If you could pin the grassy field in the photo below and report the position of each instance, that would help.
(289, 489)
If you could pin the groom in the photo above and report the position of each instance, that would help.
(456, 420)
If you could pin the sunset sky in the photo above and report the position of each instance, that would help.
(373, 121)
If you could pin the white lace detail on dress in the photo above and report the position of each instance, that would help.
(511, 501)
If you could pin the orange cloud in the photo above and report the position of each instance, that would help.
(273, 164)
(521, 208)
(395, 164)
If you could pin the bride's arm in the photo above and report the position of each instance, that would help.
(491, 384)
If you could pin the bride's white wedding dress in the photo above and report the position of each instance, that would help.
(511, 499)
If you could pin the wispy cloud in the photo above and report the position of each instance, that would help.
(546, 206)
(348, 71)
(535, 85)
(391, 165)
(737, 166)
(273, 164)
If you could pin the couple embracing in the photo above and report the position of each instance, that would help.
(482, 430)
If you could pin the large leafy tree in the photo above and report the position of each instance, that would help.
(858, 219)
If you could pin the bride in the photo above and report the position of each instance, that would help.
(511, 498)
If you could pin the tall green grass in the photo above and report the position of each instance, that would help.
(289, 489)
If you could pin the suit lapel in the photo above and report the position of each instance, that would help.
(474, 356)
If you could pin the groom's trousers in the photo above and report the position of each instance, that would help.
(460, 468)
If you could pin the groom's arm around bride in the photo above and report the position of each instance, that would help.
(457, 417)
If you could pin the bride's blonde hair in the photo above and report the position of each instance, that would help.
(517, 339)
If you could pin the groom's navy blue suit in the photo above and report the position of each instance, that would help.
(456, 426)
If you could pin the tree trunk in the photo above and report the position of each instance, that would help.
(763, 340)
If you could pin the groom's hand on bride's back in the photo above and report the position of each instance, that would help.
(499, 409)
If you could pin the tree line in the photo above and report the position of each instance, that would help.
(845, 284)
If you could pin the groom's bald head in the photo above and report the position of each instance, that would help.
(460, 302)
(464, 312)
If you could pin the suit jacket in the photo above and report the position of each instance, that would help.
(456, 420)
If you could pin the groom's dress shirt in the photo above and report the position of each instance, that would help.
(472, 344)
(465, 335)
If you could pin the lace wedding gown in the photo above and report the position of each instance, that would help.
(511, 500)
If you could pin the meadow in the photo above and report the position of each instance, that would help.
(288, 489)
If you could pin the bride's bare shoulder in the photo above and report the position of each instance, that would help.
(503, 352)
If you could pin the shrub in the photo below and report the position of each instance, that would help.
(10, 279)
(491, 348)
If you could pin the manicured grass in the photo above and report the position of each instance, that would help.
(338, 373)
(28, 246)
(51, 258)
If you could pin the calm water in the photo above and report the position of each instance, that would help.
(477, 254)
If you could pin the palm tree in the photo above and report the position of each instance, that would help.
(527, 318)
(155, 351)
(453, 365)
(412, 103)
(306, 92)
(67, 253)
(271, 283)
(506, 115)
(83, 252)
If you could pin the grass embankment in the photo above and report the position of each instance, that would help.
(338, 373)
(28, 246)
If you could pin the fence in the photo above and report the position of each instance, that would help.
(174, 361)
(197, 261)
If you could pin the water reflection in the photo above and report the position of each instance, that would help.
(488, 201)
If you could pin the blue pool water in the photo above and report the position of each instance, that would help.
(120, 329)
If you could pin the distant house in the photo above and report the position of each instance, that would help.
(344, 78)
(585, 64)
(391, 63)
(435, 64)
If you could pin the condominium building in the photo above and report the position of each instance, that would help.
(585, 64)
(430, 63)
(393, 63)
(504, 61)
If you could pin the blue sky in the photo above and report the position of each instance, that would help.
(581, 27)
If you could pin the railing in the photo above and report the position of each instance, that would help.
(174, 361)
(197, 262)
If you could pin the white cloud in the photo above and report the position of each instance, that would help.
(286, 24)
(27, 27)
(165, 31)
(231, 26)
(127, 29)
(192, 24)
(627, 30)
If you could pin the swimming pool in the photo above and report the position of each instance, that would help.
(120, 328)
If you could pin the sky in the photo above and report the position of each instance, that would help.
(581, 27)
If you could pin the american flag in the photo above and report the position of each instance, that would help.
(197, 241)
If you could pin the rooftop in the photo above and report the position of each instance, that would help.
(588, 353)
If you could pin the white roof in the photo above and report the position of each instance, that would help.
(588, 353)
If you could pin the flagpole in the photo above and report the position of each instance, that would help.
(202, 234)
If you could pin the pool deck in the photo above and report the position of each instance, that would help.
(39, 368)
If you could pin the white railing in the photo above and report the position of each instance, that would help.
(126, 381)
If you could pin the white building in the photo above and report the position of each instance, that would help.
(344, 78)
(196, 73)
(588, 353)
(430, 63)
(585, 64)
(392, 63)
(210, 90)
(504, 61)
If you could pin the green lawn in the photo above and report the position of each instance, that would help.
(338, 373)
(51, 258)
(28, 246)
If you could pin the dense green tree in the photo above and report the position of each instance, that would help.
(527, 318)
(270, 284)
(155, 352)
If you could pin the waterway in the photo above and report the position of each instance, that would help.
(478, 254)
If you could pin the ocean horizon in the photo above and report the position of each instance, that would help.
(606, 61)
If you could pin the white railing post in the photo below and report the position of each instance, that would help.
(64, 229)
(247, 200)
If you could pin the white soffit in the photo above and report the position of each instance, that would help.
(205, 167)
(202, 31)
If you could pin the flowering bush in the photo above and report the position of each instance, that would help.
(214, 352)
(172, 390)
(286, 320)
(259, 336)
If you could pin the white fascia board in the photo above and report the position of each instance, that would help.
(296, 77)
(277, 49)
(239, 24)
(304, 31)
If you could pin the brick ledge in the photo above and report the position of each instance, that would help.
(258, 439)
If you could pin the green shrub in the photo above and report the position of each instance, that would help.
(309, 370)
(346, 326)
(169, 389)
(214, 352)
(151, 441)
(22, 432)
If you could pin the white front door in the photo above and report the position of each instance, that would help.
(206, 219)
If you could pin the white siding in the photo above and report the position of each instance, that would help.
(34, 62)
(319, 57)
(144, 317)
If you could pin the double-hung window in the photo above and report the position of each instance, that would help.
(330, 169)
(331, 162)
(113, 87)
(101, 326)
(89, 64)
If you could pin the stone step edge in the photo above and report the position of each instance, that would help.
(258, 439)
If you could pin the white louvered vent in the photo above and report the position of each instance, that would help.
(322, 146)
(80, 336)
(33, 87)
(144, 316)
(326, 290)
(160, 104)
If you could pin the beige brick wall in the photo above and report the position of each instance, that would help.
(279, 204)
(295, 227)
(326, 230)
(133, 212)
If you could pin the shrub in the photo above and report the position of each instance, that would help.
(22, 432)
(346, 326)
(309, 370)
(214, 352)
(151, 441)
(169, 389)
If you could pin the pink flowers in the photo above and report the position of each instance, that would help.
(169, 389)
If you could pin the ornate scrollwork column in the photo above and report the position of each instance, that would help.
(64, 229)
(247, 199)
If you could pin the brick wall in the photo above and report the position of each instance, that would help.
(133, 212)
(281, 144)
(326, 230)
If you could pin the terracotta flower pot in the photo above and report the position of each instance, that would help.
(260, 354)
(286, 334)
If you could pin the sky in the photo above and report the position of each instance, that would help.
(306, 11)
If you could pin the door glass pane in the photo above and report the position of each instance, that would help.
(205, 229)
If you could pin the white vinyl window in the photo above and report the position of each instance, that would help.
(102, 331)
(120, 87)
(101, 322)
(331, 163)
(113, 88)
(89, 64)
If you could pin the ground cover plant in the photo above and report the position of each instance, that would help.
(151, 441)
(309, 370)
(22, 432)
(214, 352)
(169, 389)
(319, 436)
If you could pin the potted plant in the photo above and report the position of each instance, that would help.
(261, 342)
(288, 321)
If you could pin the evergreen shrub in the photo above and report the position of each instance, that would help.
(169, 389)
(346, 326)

-- -- --

→ **Your goal**
Output every entry shown above, exactly.

→ **Final result**
If you could pin the grassy field in the photo below and report the position of each instance, that would help.
(289, 489)
If you could pin the groom in the photo above and report the position of each instance, that would help.
(456, 420)
If you could pin the sunset sky in the photo above and report the position of each instance, that would help.
(373, 121)
If you could pin the white lace detail on dress in the photo above and report the position of each instance, that would help.
(511, 501)
If you could pin the orange cloud in the photo above and report the position of each instance, that would help.
(273, 164)
(521, 208)
(395, 164)
If you could pin the bride's arm in the photo above and report the position of each instance, that would help.
(491, 384)
If you could pin the bride's white wedding dress in the photo above and report the position of each instance, that would help.
(511, 499)
If you could pin the wispy cloud in the photo above and report the position of each instance, that would help.
(546, 206)
(348, 71)
(535, 85)
(391, 165)
(737, 166)
(273, 164)
If you could pin the couple embracing in the photo above and report the position of each instance, that would help.
(482, 430)
If you could pin the large leafy tree in the photo above and report the position of each instance, that would help.
(858, 219)
If you could pin the bride in the photo above and report the position of each instance, that would help.
(511, 498)
If you could pin the tall green grass in the photo above and report the position of each instance, that would help.
(289, 489)
If you could pin the suit lapel in the photo above and report the position of each instance, that would help.
(474, 356)
If you could pin the groom's trousers in the photo above and report the position of each instance, that would help.
(460, 468)
If you could pin the groom's arm around bride in the photo above and report the position of each instance, that would help.
(457, 417)
If you could pin the bride's blonde hair in the photo above and report the position of each instance, that would help.
(517, 339)
If you could pin the groom's navy blue suit in the photo above and report the position of each instance, that would help.
(456, 426)
If you could pin the tree trunk in the photo above and report the position of each instance, that would help.
(763, 340)
If you could pin the groom's hand on bride's back in the photo above and report the position of each instance, that would help.
(499, 409)
If you could pin the tree line in the photo above and report the position of each instance, that would help.
(845, 284)
If you could pin the groom's bald head in the photo above and report the position of each instance, that would help.
(460, 302)
(464, 312)
If you could pin the suit jacket in the photo above and report the position of each instance, that would help.
(456, 420)
If you could pin the groom's dress shirt in the photo above and report the position of each instance, that would help.
(472, 344)
(465, 335)
If you could pin the lace wedding gown in the photo above and report the position of each instance, that would help.
(511, 500)
If you could pin the meadow in the photo above and report the position of each instance, that would help.
(288, 489)
If you could pin the bride's bare shoulder in the photo above and report the position of each instance, that would help.
(503, 352)
If you could pin the shrub in the photo below and report the position of each instance, that would help.
(10, 279)
(491, 348)
If you could pin the manicured grass in the photo above and report the position of each instance, that would help.
(338, 373)
(28, 246)
(51, 258)
If you could pin the calm water in the photo above and report the position of each instance, that would help.
(477, 254)
If you could pin the palm tree in the photo above and report the position of each instance, that would help.
(527, 318)
(155, 351)
(453, 365)
(412, 103)
(306, 92)
(67, 253)
(271, 283)
(506, 115)
(83, 252)
If you could pin the grass embankment in the photo above and report the position of each instance, that would help.
(338, 373)
(28, 246)
If you could pin the fence in the photo above and report the position of each instance, that would help.
(174, 361)
(197, 261)
If you could pin the water reflection in the photo above and report the position of each instance, that would help.
(488, 201)
If you could pin the blue pool water in the photo above and report the position of each instance, that would help.
(120, 329)
If you could pin the distant house in the photo above and report the position of each instance, that would help.
(344, 78)
(585, 64)
(391, 63)
(435, 64)
If you could pin the condominium building in the photo above and report the position of each instance, that would help.
(585, 64)
(430, 63)
(393, 63)
(504, 61)
If you could pin the blue sky in the photo above and report the position of each instance, that would help.
(581, 27)
If you could pin the railing in the photo above and report the position of each instance, that would help.
(174, 361)
(197, 262)
If you could pin the white cloud in the photo above and report the position of each instance, that would help.
(286, 24)
(27, 27)
(165, 31)
(231, 26)
(127, 29)
(192, 24)
(627, 30)
If you could pin the swimming pool in the photo above and report the position of each instance, that would help.
(120, 328)
If you could pin the sky in the photo above and report the position of each instance, that would help.
(581, 27)
If you could pin the american flag in the photo above and report the position of each instance, that would help.
(197, 241)
If you could pin the rooftop in the photo above and report the position of each instance, that would help.
(588, 353)
If you could pin the white roof in the photo above and report the position of each instance, that would help.
(588, 353)
If you could pin the flagpole in the photo above and report the position of each instance, that would help.
(202, 234)
If you could pin the pool deck in the photo above and report the position of each instance, that would help.
(39, 368)
If you could pin the white railing in the photo above and report the position of each instance, that would help.
(126, 381)
If you could pin the white building in the photo above and report the position of each instance, that would help.
(344, 78)
(196, 73)
(588, 353)
(430, 63)
(585, 64)
(392, 63)
(210, 90)
(504, 61)
If you could pin the green lawn in the photo above and report the position of each instance, that would help.
(338, 373)
(51, 258)
(28, 246)
If you could pin the dense green tree in the photo above and report the position of each instance, that would help.
(527, 318)
(270, 284)
(155, 352)
If you could pin the waterway in the photo above and report the position of each instance, that would help.
(478, 254)
If you could pin the ocean horizon in the photo above and report the position of each instance, that would help.
(606, 61)
If you could pin the white railing post in the photo below and report the position of each instance, that would help.
(64, 229)
(247, 200)
If you could pin the white soffit in the photo above and report the position of each instance, that would help.
(205, 167)
(202, 31)
If you could pin the flowering bush in the photo above and report the position of each instance, that would help.
(214, 352)
(172, 390)
(286, 320)
(259, 336)
If you could pin the white fascia board in the photo above and report the position of each instance, that would help.
(296, 77)
(277, 49)
(239, 24)
(304, 31)
If you could pin the brick ledge in the photo above and report the position of each instance, that would help.
(258, 439)
If you could pin the green shrub in the photo above and report the position of each instance, that would help.
(309, 370)
(346, 326)
(169, 389)
(214, 352)
(151, 441)
(22, 432)
If you could pin the white front door in the photo above and report the position of each instance, that would help.
(206, 219)
If you could pin the white siding in the photo above and report the position of each instance, that would help.
(34, 62)
(319, 57)
(144, 317)
If you could pin the double-hung window in the photo above and report the position of each instance, that would help.
(330, 169)
(331, 162)
(113, 87)
(101, 326)
(89, 64)
If you could pin the stone step edge in the photo above and report the position of each instance, that would help.
(258, 439)
If you could pin the white louvered vent in the photo above and report the position of each instance, that would help.
(322, 146)
(80, 336)
(33, 87)
(144, 316)
(326, 290)
(160, 104)
If you could pin the beige brick wall in the photo above and report the position of each instance, that would help.
(279, 204)
(295, 227)
(326, 230)
(133, 212)
If you could pin the shrub in the photo above and report the position of each instance, that would help.
(22, 432)
(346, 326)
(309, 370)
(214, 352)
(151, 441)
(169, 389)
If you could pin the pink flowers in the photo above and report the position of each instance, that would help.
(169, 389)
If you could pin the ornate scrollwork column in the photo above and report the position of each instance, that would help.
(64, 229)
(247, 199)
If you could pin the brick wall in the photo above and report the position of each instance, that would help.
(133, 212)
(281, 144)
(326, 230)
If you could pin the terracotta flower pot in the photo above and report the position of each instance, that would help.
(260, 354)
(286, 334)
If you could pin the sky in the photo above and report the position of each instance, that would help.
(306, 11)
If you could pin the door glass pane in the photo above and report the position of each instance, that would help.
(205, 229)
If you could pin the white vinyl window in the photo above and report the position of each instance, that would help.
(102, 331)
(120, 87)
(101, 322)
(331, 163)
(113, 88)
(89, 64)
If you could pin the ground cover plant in the photo above and report the position of each instance, that would help.
(151, 441)
(309, 370)
(22, 432)
(214, 352)
(169, 389)
(319, 436)
If you could pin the potted plant in the photo above and report the position of each instance, that would help.
(261, 342)
(288, 321)
If you could pin the evergreen shrub in the photo above and report the position of each instance, that would help.
(169, 389)
(346, 326)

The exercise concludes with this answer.